━━━━━ Data section

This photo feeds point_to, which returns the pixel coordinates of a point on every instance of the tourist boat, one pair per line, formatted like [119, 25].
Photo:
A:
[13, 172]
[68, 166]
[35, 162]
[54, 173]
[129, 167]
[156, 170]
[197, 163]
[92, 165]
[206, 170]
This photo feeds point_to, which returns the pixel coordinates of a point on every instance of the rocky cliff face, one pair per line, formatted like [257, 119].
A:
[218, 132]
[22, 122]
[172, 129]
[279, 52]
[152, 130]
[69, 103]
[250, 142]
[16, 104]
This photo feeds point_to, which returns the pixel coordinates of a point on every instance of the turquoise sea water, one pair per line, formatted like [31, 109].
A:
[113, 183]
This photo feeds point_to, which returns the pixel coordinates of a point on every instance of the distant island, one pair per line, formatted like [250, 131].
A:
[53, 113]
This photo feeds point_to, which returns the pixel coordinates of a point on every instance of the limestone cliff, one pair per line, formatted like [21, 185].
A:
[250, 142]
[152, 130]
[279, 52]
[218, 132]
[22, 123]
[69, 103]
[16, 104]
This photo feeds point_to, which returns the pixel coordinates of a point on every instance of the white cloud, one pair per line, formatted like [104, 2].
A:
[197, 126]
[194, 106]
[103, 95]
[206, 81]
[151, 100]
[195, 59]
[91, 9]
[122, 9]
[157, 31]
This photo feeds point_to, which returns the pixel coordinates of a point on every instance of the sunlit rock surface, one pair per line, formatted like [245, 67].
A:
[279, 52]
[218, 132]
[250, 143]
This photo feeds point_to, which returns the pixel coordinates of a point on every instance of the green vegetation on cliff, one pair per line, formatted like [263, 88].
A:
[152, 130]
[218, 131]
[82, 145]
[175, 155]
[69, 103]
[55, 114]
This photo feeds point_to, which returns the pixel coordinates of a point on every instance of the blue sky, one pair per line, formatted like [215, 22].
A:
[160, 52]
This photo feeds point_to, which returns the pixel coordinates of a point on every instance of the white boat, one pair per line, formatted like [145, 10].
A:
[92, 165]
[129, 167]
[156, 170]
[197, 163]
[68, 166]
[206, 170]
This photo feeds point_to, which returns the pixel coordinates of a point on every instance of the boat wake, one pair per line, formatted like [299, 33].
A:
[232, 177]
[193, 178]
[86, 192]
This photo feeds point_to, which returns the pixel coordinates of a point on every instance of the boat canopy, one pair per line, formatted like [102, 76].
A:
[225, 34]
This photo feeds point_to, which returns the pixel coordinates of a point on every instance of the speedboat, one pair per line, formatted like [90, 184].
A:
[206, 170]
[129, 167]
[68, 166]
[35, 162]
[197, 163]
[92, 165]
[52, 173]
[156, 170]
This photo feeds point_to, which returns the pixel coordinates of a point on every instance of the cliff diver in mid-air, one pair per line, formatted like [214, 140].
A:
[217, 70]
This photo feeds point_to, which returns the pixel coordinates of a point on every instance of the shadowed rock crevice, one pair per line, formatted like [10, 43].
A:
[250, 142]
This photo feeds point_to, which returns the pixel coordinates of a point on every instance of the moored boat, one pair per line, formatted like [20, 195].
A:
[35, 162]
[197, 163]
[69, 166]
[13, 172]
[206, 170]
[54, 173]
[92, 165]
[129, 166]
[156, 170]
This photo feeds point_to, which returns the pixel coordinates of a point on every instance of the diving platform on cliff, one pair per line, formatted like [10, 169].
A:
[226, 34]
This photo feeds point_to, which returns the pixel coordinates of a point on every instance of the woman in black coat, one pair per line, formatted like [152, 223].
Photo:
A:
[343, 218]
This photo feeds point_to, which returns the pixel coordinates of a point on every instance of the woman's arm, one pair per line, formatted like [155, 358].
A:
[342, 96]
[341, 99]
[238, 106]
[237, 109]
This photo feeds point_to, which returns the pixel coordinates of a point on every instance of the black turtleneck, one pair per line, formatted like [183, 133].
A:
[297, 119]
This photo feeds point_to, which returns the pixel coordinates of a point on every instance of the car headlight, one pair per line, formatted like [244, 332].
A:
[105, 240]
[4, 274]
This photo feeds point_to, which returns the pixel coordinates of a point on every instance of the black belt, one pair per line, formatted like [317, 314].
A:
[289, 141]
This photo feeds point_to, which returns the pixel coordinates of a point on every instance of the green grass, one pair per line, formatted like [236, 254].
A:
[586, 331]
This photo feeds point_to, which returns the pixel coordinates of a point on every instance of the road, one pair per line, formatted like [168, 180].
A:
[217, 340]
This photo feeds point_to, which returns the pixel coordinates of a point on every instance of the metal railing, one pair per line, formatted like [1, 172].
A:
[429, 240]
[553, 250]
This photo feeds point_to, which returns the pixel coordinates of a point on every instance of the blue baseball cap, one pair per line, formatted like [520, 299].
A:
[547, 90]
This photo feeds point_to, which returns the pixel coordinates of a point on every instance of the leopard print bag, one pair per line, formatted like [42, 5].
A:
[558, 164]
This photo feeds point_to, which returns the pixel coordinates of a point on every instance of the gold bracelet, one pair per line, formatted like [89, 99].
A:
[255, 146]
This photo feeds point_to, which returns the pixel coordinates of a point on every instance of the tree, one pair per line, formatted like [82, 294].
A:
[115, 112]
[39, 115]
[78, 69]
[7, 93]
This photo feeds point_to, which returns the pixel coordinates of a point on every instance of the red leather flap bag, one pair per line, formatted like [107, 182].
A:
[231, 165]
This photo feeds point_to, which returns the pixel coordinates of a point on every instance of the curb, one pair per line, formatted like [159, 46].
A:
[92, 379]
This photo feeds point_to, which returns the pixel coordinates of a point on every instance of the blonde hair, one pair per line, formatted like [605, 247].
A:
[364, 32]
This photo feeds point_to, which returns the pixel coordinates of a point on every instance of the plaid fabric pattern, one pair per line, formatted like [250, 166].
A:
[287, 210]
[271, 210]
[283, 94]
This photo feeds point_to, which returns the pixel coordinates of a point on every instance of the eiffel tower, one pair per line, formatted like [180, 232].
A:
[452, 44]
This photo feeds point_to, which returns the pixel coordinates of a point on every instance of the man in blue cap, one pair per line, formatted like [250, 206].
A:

━━━━━━━━━━

(Assigned task):
The answer must be a single number: how many lines of the records contain the string "blue".

(Answer to the exercise):
3